═══ Extracted data

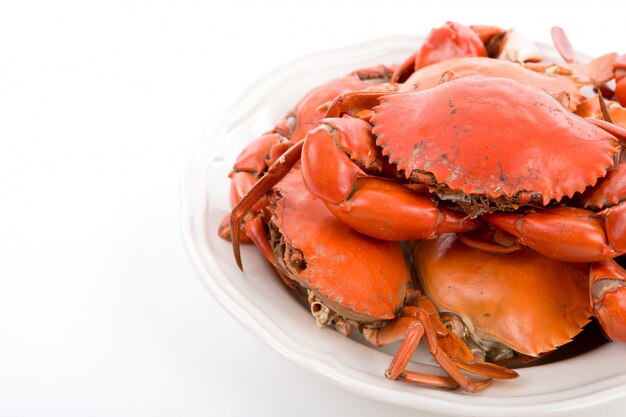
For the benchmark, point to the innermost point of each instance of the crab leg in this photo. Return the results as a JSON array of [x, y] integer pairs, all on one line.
[[608, 295], [420, 322], [274, 174], [619, 69]]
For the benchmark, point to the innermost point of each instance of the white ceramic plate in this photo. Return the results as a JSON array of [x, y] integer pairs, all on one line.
[[262, 303]]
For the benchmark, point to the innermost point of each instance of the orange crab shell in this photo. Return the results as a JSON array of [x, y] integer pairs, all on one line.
[[493, 137], [360, 274], [430, 76], [530, 303]]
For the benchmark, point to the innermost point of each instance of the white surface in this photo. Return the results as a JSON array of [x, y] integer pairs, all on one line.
[[101, 104]]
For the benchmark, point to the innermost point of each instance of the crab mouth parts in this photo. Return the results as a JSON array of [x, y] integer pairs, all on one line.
[[325, 311], [476, 204], [482, 347]]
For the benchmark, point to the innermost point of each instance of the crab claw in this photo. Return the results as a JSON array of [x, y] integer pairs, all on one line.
[[608, 296], [452, 40]]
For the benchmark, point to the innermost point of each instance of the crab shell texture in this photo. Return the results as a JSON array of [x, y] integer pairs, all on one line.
[[359, 277], [524, 300], [430, 76], [492, 137]]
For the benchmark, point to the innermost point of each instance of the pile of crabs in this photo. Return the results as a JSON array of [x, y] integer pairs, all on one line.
[[472, 197]]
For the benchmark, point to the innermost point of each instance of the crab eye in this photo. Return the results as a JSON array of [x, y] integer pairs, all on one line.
[[291, 124], [454, 324]]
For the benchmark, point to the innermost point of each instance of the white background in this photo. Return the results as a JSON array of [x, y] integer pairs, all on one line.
[[101, 103]]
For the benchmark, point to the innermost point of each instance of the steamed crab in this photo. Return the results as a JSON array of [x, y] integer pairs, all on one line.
[[354, 282], [468, 140]]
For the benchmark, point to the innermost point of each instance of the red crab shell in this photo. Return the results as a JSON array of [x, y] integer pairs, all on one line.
[[359, 275], [527, 301], [492, 137], [430, 76]]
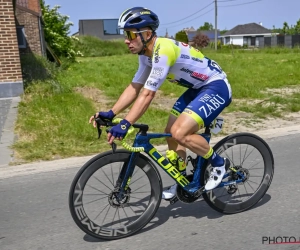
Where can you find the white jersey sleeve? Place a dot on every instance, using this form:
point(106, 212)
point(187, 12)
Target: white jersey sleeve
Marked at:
point(143, 71)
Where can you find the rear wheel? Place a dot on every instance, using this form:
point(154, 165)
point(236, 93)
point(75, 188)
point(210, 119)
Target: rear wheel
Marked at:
point(94, 202)
point(250, 156)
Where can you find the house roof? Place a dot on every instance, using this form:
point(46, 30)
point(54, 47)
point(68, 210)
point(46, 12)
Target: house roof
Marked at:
point(209, 33)
point(250, 28)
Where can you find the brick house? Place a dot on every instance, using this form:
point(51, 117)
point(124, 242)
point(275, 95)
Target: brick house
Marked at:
point(20, 32)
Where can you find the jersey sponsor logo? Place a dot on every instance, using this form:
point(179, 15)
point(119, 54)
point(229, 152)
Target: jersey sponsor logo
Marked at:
point(145, 12)
point(157, 71)
point(195, 75)
point(211, 104)
point(184, 56)
point(151, 83)
point(196, 59)
point(156, 54)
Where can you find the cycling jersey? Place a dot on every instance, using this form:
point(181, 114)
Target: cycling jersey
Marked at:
point(179, 63)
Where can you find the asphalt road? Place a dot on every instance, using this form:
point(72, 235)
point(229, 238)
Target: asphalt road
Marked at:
point(34, 214)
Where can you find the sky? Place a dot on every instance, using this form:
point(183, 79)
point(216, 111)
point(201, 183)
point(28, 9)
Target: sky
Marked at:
point(176, 15)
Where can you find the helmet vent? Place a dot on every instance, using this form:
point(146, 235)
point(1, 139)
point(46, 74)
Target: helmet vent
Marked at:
point(153, 17)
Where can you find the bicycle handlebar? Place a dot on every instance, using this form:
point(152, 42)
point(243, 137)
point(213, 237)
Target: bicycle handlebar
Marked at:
point(107, 123)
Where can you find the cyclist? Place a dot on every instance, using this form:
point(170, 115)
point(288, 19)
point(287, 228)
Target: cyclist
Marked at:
point(208, 92)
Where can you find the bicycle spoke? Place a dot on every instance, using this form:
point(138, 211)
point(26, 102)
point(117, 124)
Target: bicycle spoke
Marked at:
point(96, 189)
point(139, 188)
point(95, 200)
point(101, 212)
point(112, 175)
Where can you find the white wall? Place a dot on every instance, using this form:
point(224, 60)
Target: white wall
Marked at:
point(237, 40)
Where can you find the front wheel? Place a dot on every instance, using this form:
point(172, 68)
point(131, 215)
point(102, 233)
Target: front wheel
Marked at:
point(250, 157)
point(94, 202)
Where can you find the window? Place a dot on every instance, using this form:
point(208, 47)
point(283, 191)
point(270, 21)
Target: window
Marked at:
point(110, 27)
point(21, 37)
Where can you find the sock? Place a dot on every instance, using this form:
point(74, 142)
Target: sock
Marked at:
point(213, 158)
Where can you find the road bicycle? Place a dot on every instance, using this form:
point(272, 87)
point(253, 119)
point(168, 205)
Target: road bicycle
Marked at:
point(117, 193)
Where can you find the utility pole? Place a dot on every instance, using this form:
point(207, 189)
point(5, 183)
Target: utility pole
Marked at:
point(216, 32)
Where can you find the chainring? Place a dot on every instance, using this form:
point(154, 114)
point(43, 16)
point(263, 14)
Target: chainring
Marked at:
point(183, 195)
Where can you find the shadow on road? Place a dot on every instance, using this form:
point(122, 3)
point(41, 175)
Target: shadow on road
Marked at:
point(198, 209)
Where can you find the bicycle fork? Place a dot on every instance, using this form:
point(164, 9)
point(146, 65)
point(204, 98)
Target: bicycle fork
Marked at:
point(122, 188)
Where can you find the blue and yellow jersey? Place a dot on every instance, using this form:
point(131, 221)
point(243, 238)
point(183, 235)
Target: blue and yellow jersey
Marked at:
point(179, 63)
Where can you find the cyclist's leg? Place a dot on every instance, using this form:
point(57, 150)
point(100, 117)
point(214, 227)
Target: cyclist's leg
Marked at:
point(200, 112)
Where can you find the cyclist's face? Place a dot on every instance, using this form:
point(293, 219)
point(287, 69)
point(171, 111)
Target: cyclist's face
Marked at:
point(133, 39)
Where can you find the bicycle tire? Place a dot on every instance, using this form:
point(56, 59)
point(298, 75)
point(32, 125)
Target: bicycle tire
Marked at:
point(78, 186)
point(242, 140)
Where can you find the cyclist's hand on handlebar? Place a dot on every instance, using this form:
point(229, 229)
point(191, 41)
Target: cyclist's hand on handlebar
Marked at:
point(104, 115)
point(119, 131)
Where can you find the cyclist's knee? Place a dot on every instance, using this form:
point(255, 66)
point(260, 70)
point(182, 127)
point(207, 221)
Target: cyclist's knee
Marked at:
point(178, 134)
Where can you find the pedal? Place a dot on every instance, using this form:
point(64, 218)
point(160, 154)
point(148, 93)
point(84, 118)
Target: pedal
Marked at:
point(173, 200)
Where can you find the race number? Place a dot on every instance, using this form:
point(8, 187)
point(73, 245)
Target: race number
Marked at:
point(216, 125)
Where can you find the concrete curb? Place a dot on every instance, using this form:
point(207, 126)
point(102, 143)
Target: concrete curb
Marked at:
point(76, 162)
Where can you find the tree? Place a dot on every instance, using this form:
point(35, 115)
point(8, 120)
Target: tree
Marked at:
point(297, 27)
point(181, 37)
point(56, 30)
point(206, 26)
point(200, 41)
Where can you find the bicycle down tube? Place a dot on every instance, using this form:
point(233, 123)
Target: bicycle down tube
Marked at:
point(143, 140)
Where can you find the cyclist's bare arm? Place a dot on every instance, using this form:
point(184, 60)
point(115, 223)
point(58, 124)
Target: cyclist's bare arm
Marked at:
point(127, 97)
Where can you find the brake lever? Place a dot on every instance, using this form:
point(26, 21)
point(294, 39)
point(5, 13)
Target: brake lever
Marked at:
point(113, 145)
point(98, 121)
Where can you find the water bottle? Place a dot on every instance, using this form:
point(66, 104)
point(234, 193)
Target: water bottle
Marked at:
point(176, 161)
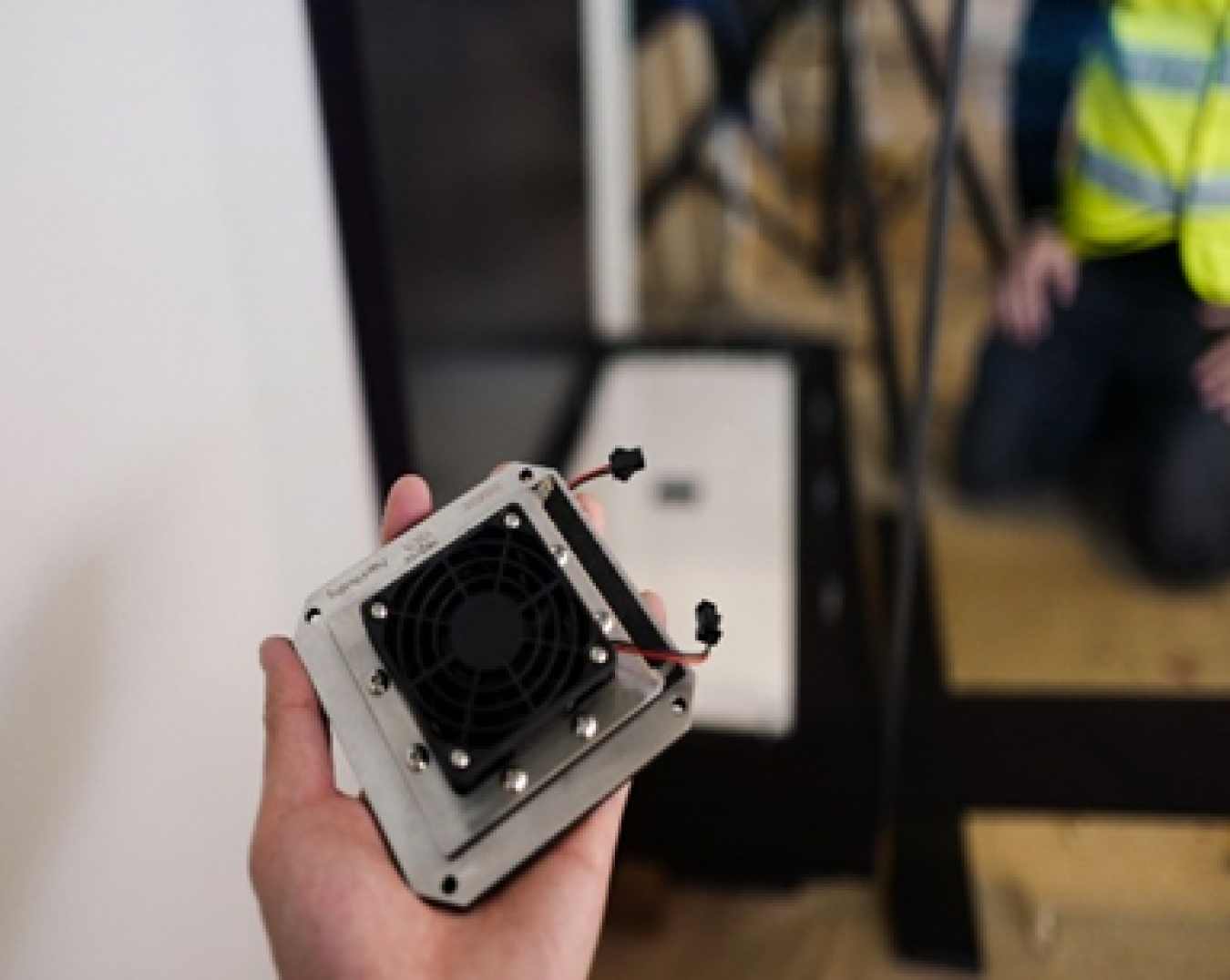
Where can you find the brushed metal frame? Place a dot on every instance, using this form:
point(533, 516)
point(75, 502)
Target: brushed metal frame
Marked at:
point(452, 849)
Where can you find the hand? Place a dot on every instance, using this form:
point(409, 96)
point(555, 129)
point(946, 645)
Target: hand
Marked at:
point(1042, 272)
point(333, 900)
point(1212, 372)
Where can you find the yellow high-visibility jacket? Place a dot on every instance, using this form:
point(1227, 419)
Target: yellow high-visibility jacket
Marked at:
point(1150, 160)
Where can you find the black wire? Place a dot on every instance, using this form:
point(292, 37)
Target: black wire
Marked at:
point(897, 673)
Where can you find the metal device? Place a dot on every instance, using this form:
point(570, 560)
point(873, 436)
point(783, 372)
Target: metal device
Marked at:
point(477, 671)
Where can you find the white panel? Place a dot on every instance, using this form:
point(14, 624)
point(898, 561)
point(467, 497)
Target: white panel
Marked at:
point(607, 27)
point(723, 428)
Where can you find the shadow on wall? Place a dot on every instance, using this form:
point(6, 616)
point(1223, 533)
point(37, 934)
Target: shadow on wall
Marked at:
point(51, 709)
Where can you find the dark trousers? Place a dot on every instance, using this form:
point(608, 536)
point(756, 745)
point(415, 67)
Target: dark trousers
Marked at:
point(1116, 366)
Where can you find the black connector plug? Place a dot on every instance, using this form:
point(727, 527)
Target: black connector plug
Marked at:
point(709, 624)
point(625, 463)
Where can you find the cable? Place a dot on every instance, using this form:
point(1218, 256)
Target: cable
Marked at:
point(709, 631)
point(670, 657)
point(622, 464)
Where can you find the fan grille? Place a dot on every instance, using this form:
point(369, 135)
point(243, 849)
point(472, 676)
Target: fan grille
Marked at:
point(487, 642)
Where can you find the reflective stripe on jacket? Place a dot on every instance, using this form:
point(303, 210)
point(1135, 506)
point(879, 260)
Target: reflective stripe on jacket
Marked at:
point(1150, 161)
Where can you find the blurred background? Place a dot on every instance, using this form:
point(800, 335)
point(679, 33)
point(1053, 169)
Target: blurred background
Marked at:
point(257, 260)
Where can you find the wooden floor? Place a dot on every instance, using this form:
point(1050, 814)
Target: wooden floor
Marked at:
point(1060, 895)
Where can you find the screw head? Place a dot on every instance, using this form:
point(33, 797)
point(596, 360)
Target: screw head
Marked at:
point(517, 780)
point(417, 759)
point(378, 682)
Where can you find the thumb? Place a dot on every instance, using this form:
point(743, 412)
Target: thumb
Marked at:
point(298, 762)
point(1065, 273)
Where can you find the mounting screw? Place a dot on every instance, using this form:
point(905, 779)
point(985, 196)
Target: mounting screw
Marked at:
point(517, 780)
point(417, 759)
point(378, 682)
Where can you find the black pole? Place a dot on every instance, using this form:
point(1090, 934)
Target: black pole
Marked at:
point(977, 194)
point(897, 669)
point(847, 172)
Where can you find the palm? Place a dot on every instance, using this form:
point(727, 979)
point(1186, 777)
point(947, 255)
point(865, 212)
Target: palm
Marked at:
point(334, 903)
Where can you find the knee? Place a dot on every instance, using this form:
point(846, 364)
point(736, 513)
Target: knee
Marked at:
point(1184, 529)
point(989, 466)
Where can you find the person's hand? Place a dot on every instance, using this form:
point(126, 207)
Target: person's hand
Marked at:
point(1043, 272)
point(1212, 372)
point(333, 900)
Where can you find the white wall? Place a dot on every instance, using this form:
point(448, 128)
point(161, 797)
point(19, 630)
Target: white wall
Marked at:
point(183, 457)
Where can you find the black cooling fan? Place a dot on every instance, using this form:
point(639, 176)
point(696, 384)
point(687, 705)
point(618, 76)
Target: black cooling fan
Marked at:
point(486, 674)
point(487, 642)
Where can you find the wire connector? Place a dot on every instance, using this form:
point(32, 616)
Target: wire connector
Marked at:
point(709, 624)
point(625, 463)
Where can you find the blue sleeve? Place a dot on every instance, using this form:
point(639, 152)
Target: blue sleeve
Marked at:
point(1055, 37)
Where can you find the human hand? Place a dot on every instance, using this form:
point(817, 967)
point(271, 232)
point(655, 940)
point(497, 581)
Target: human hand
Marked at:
point(1212, 371)
point(333, 903)
point(1043, 271)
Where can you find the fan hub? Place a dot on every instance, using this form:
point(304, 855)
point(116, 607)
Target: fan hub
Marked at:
point(487, 631)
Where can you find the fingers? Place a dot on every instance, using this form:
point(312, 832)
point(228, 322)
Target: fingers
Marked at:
point(1213, 317)
point(1065, 280)
point(410, 501)
point(298, 764)
point(1212, 378)
point(656, 607)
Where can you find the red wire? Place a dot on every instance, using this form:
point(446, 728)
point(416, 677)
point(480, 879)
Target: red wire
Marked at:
point(670, 657)
point(577, 481)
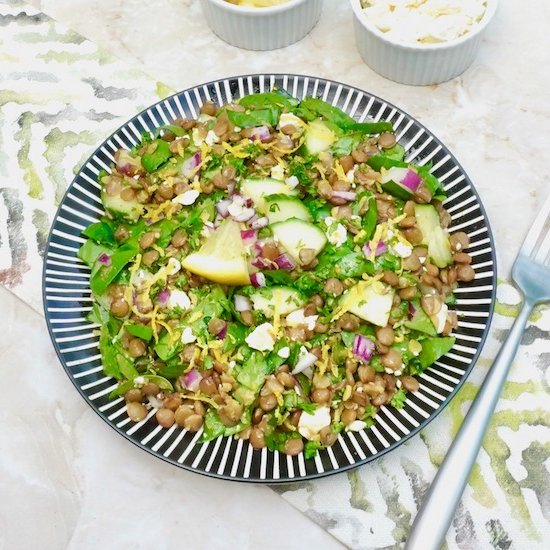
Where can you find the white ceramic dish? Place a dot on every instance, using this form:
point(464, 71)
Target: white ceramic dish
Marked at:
point(418, 65)
point(262, 28)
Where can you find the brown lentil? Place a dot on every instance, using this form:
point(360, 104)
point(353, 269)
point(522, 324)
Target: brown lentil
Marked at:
point(136, 411)
point(165, 417)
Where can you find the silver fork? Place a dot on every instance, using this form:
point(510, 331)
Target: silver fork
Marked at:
point(532, 275)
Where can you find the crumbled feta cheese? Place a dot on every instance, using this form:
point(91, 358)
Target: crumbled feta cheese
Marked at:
point(141, 277)
point(337, 234)
point(237, 206)
point(288, 119)
point(429, 21)
point(198, 139)
point(311, 424)
point(356, 426)
point(298, 319)
point(187, 198)
point(173, 266)
point(400, 249)
point(262, 337)
point(292, 181)
point(284, 353)
point(178, 298)
point(187, 336)
point(203, 117)
point(278, 173)
point(440, 318)
point(211, 138)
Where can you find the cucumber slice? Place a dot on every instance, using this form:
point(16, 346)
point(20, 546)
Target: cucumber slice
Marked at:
point(435, 237)
point(319, 137)
point(420, 320)
point(370, 301)
point(391, 183)
point(259, 188)
point(295, 234)
point(280, 208)
point(130, 210)
point(283, 298)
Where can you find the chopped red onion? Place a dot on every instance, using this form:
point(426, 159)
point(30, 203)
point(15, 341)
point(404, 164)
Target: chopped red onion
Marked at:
point(104, 259)
point(163, 297)
point(261, 133)
point(257, 280)
point(363, 348)
point(345, 195)
point(126, 164)
point(306, 361)
point(242, 303)
point(248, 235)
point(222, 207)
point(190, 164)
point(411, 180)
point(259, 223)
point(381, 248)
point(284, 262)
point(263, 263)
point(257, 248)
point(192, 380)
point(286, 141)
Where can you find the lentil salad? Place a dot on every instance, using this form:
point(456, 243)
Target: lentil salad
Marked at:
point(273, 270)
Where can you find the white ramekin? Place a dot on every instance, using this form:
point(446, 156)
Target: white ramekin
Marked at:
point(418, 65)
point(262, 28)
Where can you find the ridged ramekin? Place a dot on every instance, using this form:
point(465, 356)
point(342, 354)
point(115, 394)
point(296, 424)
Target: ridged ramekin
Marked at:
point(417, 65)
point(262, 28)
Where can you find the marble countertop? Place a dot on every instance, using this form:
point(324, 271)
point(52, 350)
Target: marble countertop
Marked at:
point(81, 485)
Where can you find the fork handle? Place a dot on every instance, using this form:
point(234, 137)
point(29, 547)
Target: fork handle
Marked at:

══════

● **Task description**:
Copy out the lines of the data above word for word, starting with the line that contains "Where can you find the cyclist's knee?" and continuing through the line that contains "point(178, 134)". Include both of those lines.

● **Complete answer**:
Where can you find the cyclist's knee? Place a dot on every instance, using this form:
point(255, 66)
point(260, 70)
point(182, 127)
point(207, 221)
Target: cyclist's knee
Marked at:
point(178, 134)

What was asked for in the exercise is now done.